[SELECTION]:
As data centers increasingly upgrade to higher speeds, they need greater flexibility to allow for incremental network upgrades as well as strategies to avoid system failures.
A fiber breakout cable is one engineering option that mitigates risk, lowers operating costs, provides greater flexibility to upgrade, and increases data center efficiency.

What is a fiber breakout cable?

fiber breakout cable also called fanout cable, is an optical fiber cable containing several jacketed simplex optical fibers packaged together inside an outer jacket. They can be easily divided into individual fiber lines as each fiber is individually reinforced. This differs from distribution style cable, in which tight-buffered fibers are bundled together, with only the outer jacket of the cable protecting them. The design of breakout-style cable adds strength for ruggedized drops, however, the cable is larger and more expensive than distribution-style cable. Breakout cable is suitable for short riser and plenum applications and also for use in conduits, where a very simple cable run is planned to avoid the use of any splice box or spliced fiber pigtails.
A breakout fiber optic cable offers a rugged cable design for shorter network designs. This may include LANs, data communications, video systems, and process control environments.

Advantages

Fiber breakout cable facilitates:
  • connection from higher-speed to lower-speed in a more efficient way.
  • redundancy or back-up. You’re able to connect to other equipment so that if a port, path, or switch goes down, your entire system doesn’t go down with it.
Typical Applications
For example, when you breakout a 400G to a 100G using a DAC, an AOC, or fiber cable, if you tried to connect without a fiber breakout cable, after hooking up your100Gs to a 400G component, your 400G will only run on 100G and won’t be operating at its full capability. Using a fiber breakout cable, you can run it four times faster. You’re using the full capability of that switch.

[MATERIAL FOR THE TASK]:
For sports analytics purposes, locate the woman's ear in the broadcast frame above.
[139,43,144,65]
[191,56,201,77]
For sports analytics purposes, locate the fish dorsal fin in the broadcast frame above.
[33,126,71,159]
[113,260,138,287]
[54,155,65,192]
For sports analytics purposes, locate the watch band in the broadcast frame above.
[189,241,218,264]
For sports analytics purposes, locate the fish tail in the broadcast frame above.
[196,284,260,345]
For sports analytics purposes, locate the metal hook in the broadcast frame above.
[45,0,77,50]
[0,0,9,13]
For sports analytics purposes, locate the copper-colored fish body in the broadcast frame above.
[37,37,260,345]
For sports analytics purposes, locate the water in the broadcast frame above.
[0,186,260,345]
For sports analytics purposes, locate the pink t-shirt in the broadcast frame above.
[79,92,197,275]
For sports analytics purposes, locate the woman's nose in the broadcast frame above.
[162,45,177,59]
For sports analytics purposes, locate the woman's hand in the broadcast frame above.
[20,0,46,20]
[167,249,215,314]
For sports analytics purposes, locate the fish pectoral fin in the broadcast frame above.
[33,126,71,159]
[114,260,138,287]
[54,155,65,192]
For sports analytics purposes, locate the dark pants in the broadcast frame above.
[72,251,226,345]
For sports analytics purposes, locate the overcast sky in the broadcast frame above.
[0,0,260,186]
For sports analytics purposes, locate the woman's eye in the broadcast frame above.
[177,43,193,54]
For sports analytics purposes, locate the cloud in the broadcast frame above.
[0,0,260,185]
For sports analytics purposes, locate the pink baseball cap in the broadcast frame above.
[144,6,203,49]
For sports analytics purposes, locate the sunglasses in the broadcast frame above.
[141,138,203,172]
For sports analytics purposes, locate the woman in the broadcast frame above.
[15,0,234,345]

---

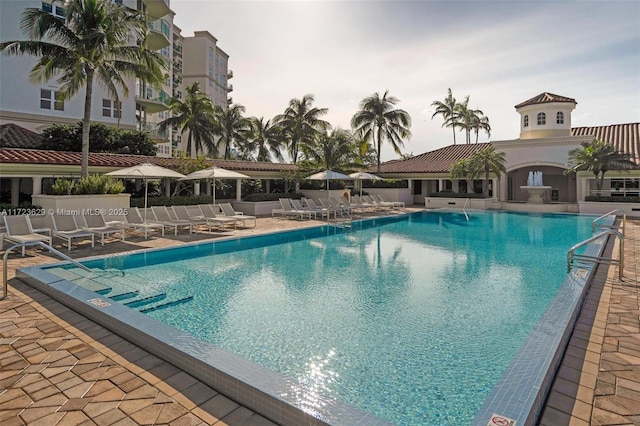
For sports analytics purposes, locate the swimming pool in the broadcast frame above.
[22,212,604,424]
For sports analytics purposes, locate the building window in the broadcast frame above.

[WRITTEN EXERCISE 1]:
Reproduce the part of the fiber breakout cable passage between "As data centers" and "data center efficiency.", inclusive.
[WRITTEN EXERCISE 2]:
Rewrite the records between the lines holding "For sports analytics purposes, locate the fish tail" and "[37,37,260,345]", inclusive, as a JSON list of strings with one string per line and no blank lines, including only those lines.
The fiber breakout cable passage and the records have no connection to each other.

[CORRECT ANSWER 1]:
As data centers increasingly upgrade to higher speeds, they need greater flexibility to allow for incremental network upgrades as well as strategies to avoid system failures.
A fiber breakout cable is one engineering option that mitigates risk, lowers operating costs, provides greater flexibility to upgrade, and increases data center efficiency.

[CORRECT ANSWER 2]:
[
  "For sports analytics purposes, locate the fish tail in the broadcast frame above.",
  "[196,284,260,345]",
  "For sports analytics purposes, locate the metal hook in the broadcast frame above.",
  "[45,0,77,50]",
  "[0,0,9,13]",
  "For sports analytics purposes, locate the copper-colored fish body in the broadcast frame above.",
  "[37,37,260,345]"
]